→ QUESTIONS ON THE MATERIAL:
(1) From the passage on alcohol-related injury deaths in New Mexico, list every county named as having one of the highest alcohol-related injury mortality rates.
(2) Proceed with the passage on alcohol-related injury deaths in New Mexico, writing on from its final sentence.

→ SUPPLIED PASSAGE:
_ _ _ _ _ _ _
Acute conditions such as falls, motor vehicle collisions, suicide, homicide, poisonings, and firearm injuries can contribute to alcohol-related deaths. While acute alcohol-related deaths account for less than half of the total alcohol-related deaths in New Mexico they are by no means infrequent. Injury alcohol-related deaths may be due more to binge drinking than heavy drinking. Binge drinking (defined as having five drinks or more on an occasion for men and four drinks or more on an occasion for women) is the most frequent, harmful, and costly form of excessive alcohol consumption, and is a high-risk behavior associated with numerous injury outcomes, including motor vehicle fatalities, homicide, and suicide. New Mexico's death rate for alcohol-related injury has consistently been among the highest in the nation. While New Mexico's alcohol-impaired motor vehicle crash fatality rates have declined over the past three decades, death rates from other alcohol-related injuries. All alcohol related-injury deaths are preventable.

Alcohol-related Injury Deaths by County, New Mexico, 2019-2023

Rio Arriba, Mora, McKinley, and Catron counties have the highest alcohol-related injury mortality rates, with rates roughly two times higher than the NM rate. A number of counties have both high rates and a relatively heavy burden (e.g., 20 or more alcohol-related injury deaths per year).
  • #This count or rate is statistically unstable (RSE >0.30), and may fluctuate widely across time periods due to random variation (chance). Please use caution in interpreting this value, or combine years, areas, or age groups to increase the population size.
  • ##The estimate has a relative standard error greater than 50% and does not meet standards for reliability. A count or rate such as this should not be used to inform decisions. Try combining years, areas, or age groups to increase the population size.
_ _ _ _ _ _ _
→ LISTED ENTRIES:
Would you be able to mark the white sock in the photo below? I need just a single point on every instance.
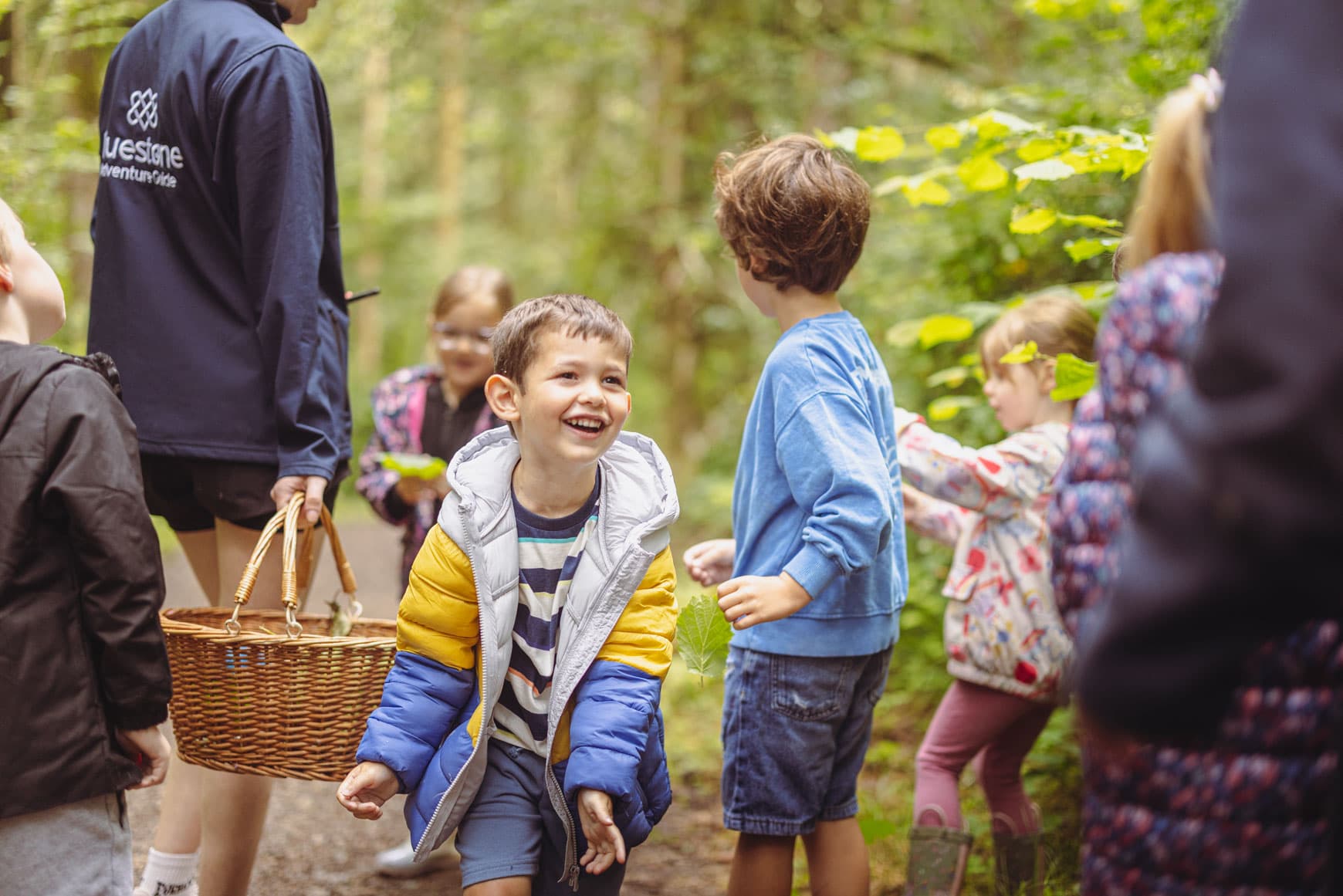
(168, 874)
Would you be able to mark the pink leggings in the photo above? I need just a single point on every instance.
(996, 727)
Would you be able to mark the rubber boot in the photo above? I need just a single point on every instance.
(1018, 864)
(936, 860)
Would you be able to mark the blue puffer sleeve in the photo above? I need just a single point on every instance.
(422, 702)
(613, 718)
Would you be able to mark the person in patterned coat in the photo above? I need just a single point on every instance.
(1244, 807)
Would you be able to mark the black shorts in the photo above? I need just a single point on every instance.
(192, 492)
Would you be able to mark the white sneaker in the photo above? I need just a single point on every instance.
(399, 861)
(190, 890)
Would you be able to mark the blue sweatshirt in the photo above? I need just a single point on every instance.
(217, 281)
(817, 492)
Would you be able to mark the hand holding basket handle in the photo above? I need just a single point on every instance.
(288, 522)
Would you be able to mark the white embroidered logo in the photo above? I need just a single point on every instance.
(144, 109)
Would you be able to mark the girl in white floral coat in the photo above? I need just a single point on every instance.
(1005, 641)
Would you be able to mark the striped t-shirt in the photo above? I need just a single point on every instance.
(548, 551)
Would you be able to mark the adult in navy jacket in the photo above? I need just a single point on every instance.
(218, 290)
(1240, 482)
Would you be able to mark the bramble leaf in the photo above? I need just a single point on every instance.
(949, 406)
(1021, 353)
(1074, 377)
(702, 634)
(945, 328)
(1037, 221)
(878, 144)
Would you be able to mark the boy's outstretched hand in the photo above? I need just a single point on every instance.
(151, 751)
(604, 840)
(711, 562)
(366, 789)
(751, 600)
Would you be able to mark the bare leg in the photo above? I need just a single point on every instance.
(501, 887)
(837, 857)
(762, 867)
(203, 558)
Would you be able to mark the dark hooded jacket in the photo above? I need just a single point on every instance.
(81, 583)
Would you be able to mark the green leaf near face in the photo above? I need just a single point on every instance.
(949, 406)
(878, 144)
(982, 174)
(1021, 353)
(1036, 221)
(945, 328)
(1074, 377)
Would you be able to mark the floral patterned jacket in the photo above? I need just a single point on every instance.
(1001, 627)
(397, 419)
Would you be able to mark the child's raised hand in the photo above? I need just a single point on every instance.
(751, 600)
(604, 841)
(151, 751)
(366, 789)
(711, 562)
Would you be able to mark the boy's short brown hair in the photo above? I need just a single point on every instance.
(519, 335)
(795, 208)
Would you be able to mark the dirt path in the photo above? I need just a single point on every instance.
(313, 848)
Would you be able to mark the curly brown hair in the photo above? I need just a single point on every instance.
(793, 212)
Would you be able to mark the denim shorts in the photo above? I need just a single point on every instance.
(795, 731)
(512, 829)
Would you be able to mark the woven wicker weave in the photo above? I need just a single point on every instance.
(279, 698)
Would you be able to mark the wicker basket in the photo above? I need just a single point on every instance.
(270, 692)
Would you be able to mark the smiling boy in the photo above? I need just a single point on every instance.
(537, 627)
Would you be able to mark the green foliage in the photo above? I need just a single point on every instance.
(702, 636)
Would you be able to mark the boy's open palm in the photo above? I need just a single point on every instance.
(366, 789)
(751, 600)
(606, 845)
(711, 562)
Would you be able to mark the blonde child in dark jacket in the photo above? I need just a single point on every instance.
(81, 586)
(537, 627)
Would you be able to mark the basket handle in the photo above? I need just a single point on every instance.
(286, 520)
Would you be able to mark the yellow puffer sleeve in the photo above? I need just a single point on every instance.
(644, 634)
(439, 617)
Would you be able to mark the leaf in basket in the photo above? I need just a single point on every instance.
(341, 624)
(702, 636)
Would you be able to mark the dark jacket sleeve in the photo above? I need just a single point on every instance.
(273, 143)
(94, 488)
(1240, 482)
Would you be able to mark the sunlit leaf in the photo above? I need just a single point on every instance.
(1083, 249)
(923, 191)
(1037, 221)
(904, 333)
(951, 377)
(878, 144)
(1000, 124)
(702, 636)
(1045, 170)
(943, 137)
(949, 406)
(982, 174)
(1021, 353)
(1090, 221)
(1074, 377)
(1040, 148)
(945, 328)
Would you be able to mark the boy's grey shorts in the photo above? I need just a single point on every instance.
(512, 829)
(79, 849)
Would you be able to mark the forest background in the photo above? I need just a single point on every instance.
(571, 143)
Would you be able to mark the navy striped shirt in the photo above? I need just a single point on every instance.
(548, 553)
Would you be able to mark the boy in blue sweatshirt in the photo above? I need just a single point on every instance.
(816, 576)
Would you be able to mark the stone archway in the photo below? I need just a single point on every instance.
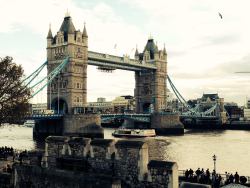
(63, 106)
(146, 107)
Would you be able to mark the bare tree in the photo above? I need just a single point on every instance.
(14, 94)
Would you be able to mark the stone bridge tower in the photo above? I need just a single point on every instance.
(67, 93)
(150, 86)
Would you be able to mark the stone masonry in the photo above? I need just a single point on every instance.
(82, 162)
(70, 86)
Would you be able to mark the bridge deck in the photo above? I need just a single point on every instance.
(116, 62)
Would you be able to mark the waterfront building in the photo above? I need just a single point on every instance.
(247, 110)
(100, 106)
(38, 108)
(123, 104)
(207, 101)
(233, 110)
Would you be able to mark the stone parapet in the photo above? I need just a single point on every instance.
(125, 161)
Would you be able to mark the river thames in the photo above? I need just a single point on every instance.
(192, 150)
_ _ _ _ _ _ _
→ ANSWER SET:
(1)
Rio Arriba
Mora
McKinley
Catron

(2)
Definition

Alcohol-related injury death is defined as the number of injury deaths attributed to alcohol per 100,000 population. The alcohol-related death rates reported here are based on definitions and alcohol-attributable fractions from the CDC's Alcohol-Related Disease Impact (ARDI) website (http://apps.nccd.cdc.gov/ardi/Homepage.aspx).

Data Notes

Rates have been age-adjusted using the direct method and the 2000 U.S. standard population.

Data Sources

How the Measure is Calculated

Numerator:Number of alcohol-related injury deaths in New Mexico.
Denominator:New Mexico Population

Data Issues

  • Death Certificate Data

    Death certificate information is submitted electronically by funeral directors, who obtain demographic information from an informant, a close family member of the decedent. The NMDOH Bureau of Vital Records and Health Statistics (BVRHS) does annual trainings for funeral directors and local registrars and the death certificate information goes through extensive scrutiny for completeness and consistency. The cause of death is certified by the decedent's physician or the physician that attended the death. Accidental and suspicious deaths are certified by the Office of the Medical Investigator. When death certificates are received the cause of death literals are keyed into software locally by the BVRHS, then shipped to the National Center for Health Statistics (NCHS) where they are machine coded into ICD-10 cause-of-death codes. NCHS returns the ICD-10 codes to BVRHS where the death records are updated.

  • New Mexico Population Estimates

    All population estimates apply to July 1 of the selected year. These estimates are considered the most accurate estimates for the state of New Mexico and should match those found on the University of New Mexico Geospatial and Population Studies website. Estimates include decimal fractions. Census tract population estimates were summed to produce County and Small Area population estimates. Population estimate totals may vary due to rounding. Population estimates for previous years are occasionally revised as new information becomes available. When publishing trend data, always be sure that your rates for earlier years match current rates on NM-IBIS that have been calculated with the most up-to-date population estimates.

Health Topic Pages Related to: Alcohol - Alcohol-related Injury Deaths

Community Health Resources and Links





Medical literature can be queried at the PubMed website.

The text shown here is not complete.